## Short problem
Gather every line of the material below that contains the string "bamboo", and copy each of those lines out in full.
### Input records
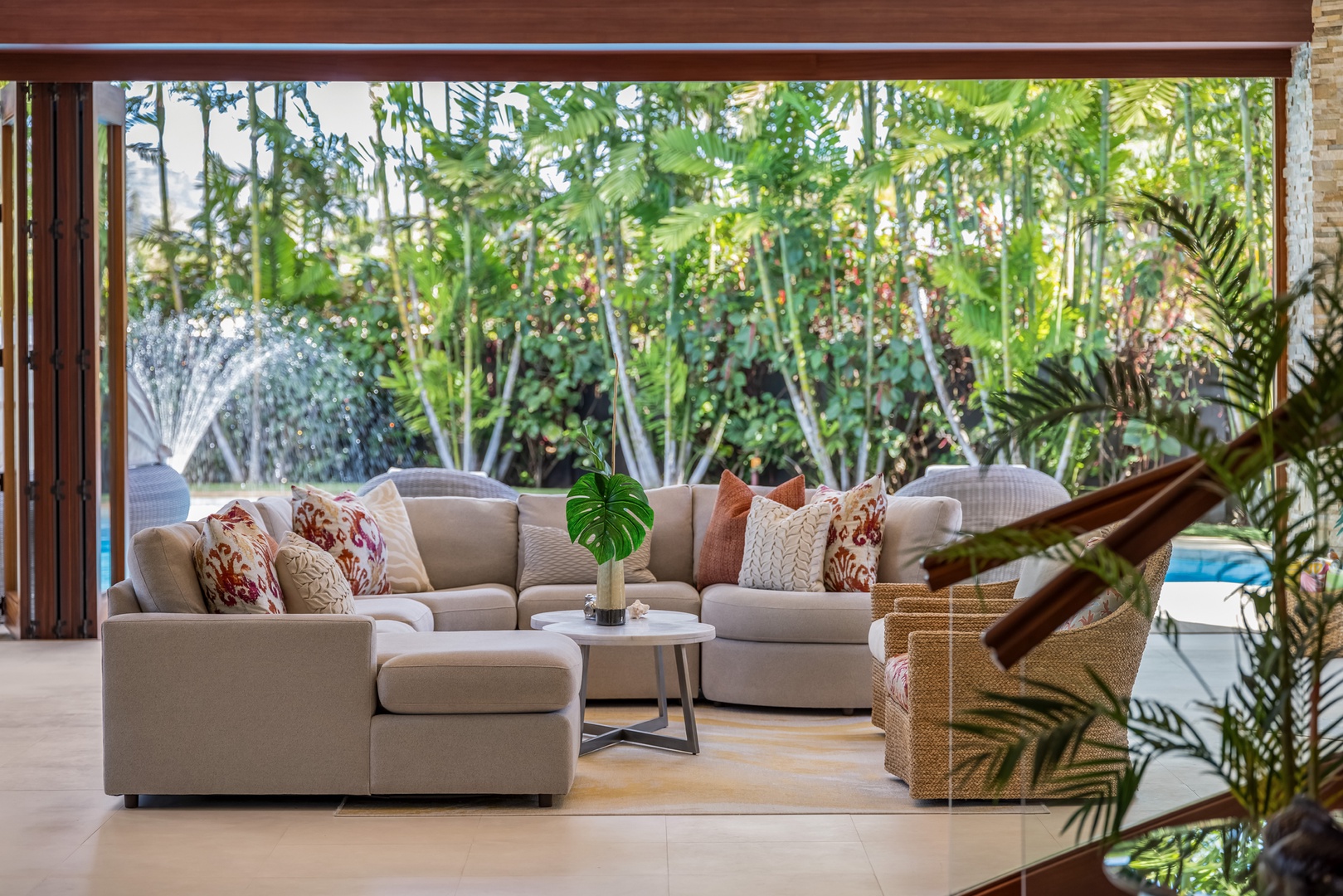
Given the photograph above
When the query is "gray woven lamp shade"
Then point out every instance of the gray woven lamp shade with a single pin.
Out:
(991, 496)
(436, 483)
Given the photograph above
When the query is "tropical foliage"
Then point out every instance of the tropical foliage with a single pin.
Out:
(1273, 733)
(821, 277)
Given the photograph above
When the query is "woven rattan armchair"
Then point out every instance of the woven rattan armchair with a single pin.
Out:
(948, 670)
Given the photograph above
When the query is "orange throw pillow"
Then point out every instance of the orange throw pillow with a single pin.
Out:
(726, 539)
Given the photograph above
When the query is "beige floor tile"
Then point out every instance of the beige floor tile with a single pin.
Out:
(15, 885)
(761, 828)
(151, 857)
(562, 829)
(588, 885)
(380, 860)
(355, 887)
(140, 885)
(316, 832)
(859, 884)
(28, 857)
(594, 857)
(767, 859)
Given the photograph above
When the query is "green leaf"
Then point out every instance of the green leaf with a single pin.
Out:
(609, 514)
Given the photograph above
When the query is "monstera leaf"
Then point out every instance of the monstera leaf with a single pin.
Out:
(609, 514)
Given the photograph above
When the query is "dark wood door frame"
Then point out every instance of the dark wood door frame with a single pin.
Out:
(52, 304)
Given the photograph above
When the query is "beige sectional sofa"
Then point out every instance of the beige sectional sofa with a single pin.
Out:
(449, 691)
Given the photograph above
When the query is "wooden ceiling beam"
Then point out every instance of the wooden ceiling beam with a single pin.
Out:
(197, 23)
(419, 65)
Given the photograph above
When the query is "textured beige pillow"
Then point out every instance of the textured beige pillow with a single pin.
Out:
(405, 567)
(549, 558)
(785, 548)
(310, 578)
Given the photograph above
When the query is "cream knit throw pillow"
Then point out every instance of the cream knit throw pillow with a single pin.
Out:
(310, 578)
(786, 550)
(405, 566)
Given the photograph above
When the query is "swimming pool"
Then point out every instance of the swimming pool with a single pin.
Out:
(1219, 561)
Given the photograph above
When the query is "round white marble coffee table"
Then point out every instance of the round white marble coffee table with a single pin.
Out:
(659, 629)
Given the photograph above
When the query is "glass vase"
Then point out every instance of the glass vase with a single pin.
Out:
(610, 592)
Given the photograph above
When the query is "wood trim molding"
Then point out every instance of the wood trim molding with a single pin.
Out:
(51, 63)
(536, 23)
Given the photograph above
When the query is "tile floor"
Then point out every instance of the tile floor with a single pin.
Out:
(60, 833)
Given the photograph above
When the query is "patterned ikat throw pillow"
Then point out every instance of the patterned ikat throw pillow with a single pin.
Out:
(236, 564)
(342, 525)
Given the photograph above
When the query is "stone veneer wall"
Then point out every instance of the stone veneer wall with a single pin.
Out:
(1314, 160)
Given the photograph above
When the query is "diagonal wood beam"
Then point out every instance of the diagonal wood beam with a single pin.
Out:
(1186, 490)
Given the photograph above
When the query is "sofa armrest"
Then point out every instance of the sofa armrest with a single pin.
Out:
(236, 704)
(902, 626)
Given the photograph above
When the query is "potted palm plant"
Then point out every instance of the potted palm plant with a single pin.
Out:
(1275, 735)
(607, 514)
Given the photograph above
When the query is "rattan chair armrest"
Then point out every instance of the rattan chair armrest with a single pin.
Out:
(884, 596)
(955, 606)
(900, 626)
(932, 655)
(987, 592)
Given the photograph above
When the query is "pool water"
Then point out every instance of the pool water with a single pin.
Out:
(1216, 562)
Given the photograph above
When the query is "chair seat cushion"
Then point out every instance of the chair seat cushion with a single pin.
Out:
(878, 640)
(791, 617)
(411, 613)
(898, 680)
(659, 596)
(477, 672)
(470, 609)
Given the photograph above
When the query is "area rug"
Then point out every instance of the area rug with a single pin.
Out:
(752, 762)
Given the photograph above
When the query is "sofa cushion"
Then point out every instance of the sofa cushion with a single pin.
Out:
(878, 640)
(405, 567)
(659, 596)
(477, 672)
(465, 542)
(551, 558)
(489, 606)
(913, 528)
(310, 579)
(672, 546)
(796, 617)
(277, 514)
(344, 527)
(236, 563)
(723, 528)
(163, 568)
(411, 613)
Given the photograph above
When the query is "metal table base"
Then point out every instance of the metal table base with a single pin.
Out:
(599, 737)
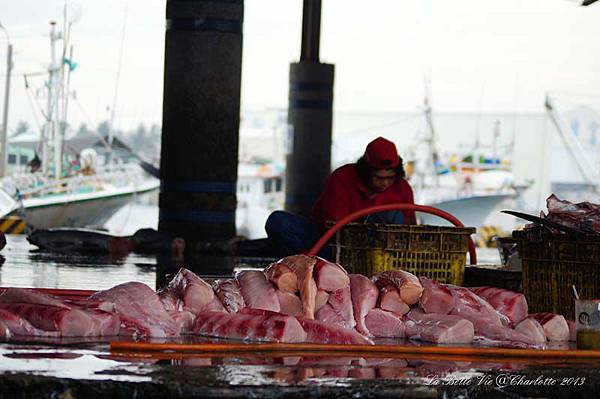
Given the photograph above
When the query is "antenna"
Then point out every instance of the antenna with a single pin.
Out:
(114, 106)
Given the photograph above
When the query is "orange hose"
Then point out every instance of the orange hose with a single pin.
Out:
(392, 207)
(341, 348)
(59, 292)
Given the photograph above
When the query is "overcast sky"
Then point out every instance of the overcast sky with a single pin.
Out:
(482, 55)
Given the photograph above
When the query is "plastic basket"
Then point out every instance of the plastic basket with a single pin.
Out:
(432, 251)
(552, 264)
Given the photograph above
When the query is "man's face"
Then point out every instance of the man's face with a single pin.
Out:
(381, 179)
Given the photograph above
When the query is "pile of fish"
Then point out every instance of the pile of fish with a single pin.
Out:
(297, 299)
(582, 216)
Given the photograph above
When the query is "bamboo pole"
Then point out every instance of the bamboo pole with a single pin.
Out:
(346, 349)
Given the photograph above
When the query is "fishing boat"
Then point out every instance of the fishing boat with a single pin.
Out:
(62, 189)
(469, 185)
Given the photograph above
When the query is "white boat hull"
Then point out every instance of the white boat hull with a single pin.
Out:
(471, 211)
(78, 210)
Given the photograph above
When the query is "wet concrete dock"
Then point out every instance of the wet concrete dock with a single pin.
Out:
(89, 369)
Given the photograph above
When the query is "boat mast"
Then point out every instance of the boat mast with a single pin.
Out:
(584, 163)
(51, 102)
(431, 138)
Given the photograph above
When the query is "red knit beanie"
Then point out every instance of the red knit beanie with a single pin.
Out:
(382, 154)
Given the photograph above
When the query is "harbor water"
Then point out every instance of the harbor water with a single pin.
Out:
(26, 266)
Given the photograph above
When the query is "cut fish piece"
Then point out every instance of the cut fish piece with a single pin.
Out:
(381, 323)
(408, 284)
(341, 303)
(17, 325)
(271, 327)
(555, 326)
(511, 304)
(67, 322)
(532, 329)
(320, 299)
(389, 299)
(364, 298)
(289, 303)
(436, 297)
(329, 316)
(322, 333)
(284, 278)
(140, 310)
(572, 330)
(230, 294)
(477, 310)
(257, 291)
(184, 319)
(4, 332)
(26, 295)
(319, 332)
(330, 276)
(441, 329)
(188, 291)
(303, 266)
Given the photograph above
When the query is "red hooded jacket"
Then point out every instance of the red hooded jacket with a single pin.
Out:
(346, 193)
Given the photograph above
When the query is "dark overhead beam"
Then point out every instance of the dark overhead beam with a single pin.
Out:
(311, 30)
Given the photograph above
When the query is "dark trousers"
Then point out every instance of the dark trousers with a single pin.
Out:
(290, 234)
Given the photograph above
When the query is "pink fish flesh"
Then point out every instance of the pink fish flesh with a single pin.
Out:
(304, 266)
(436, 297)
(273, 327)
(330, 276)
(408, 284)
(389, 299)
(230, 294)
(280, 274)
(381, 323)
(364, 298)
(141, 311)
(17, 325)
(190, 292)
(511, 304)
(289, 303)
(441, 329)
(257, 291)
(555, 326)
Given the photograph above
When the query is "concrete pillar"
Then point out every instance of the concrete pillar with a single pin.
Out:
(201, 114)
(310, 112)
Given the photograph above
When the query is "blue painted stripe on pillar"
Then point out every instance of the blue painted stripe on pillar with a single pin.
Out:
(312, 104)
(198, 186)
(301, 86)
(197, 216)
(240, 2)
(204, 25)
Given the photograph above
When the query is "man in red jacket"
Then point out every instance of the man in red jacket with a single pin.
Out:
(377, 178)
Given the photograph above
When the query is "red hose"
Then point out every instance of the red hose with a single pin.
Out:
(392, 207)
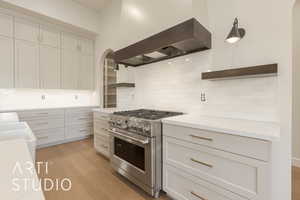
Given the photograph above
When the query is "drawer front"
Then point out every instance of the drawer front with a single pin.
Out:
(253, 148)
(79, 130)
(42, 124)
(181, 186)
(79, 118)
(101, 116)
(100, 126)
(50, 136)
(38, 114)
(238, 174)
(101, 143)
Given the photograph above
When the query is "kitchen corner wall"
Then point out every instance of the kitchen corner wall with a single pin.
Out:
(176, 84)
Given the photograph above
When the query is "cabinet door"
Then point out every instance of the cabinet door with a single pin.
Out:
(6, 63)
(49, 67)
(70, 67)
(69, 42)
(26, 30)
(6, 25)
(86, 72)
(87, 46)
(27, 64)
(49, 36)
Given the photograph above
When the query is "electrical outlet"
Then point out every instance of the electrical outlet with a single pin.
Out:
(203, 97)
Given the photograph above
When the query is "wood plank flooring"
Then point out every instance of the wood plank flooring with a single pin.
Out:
(92, 177)
(296, 183)
(90, 173)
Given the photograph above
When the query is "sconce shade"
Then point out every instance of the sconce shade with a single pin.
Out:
(236, 33)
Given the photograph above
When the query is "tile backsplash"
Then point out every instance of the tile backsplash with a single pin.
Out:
######
## Task answer
When the query is "bamboo pole"
Then point out every instance of the bamboo pole with a single pin.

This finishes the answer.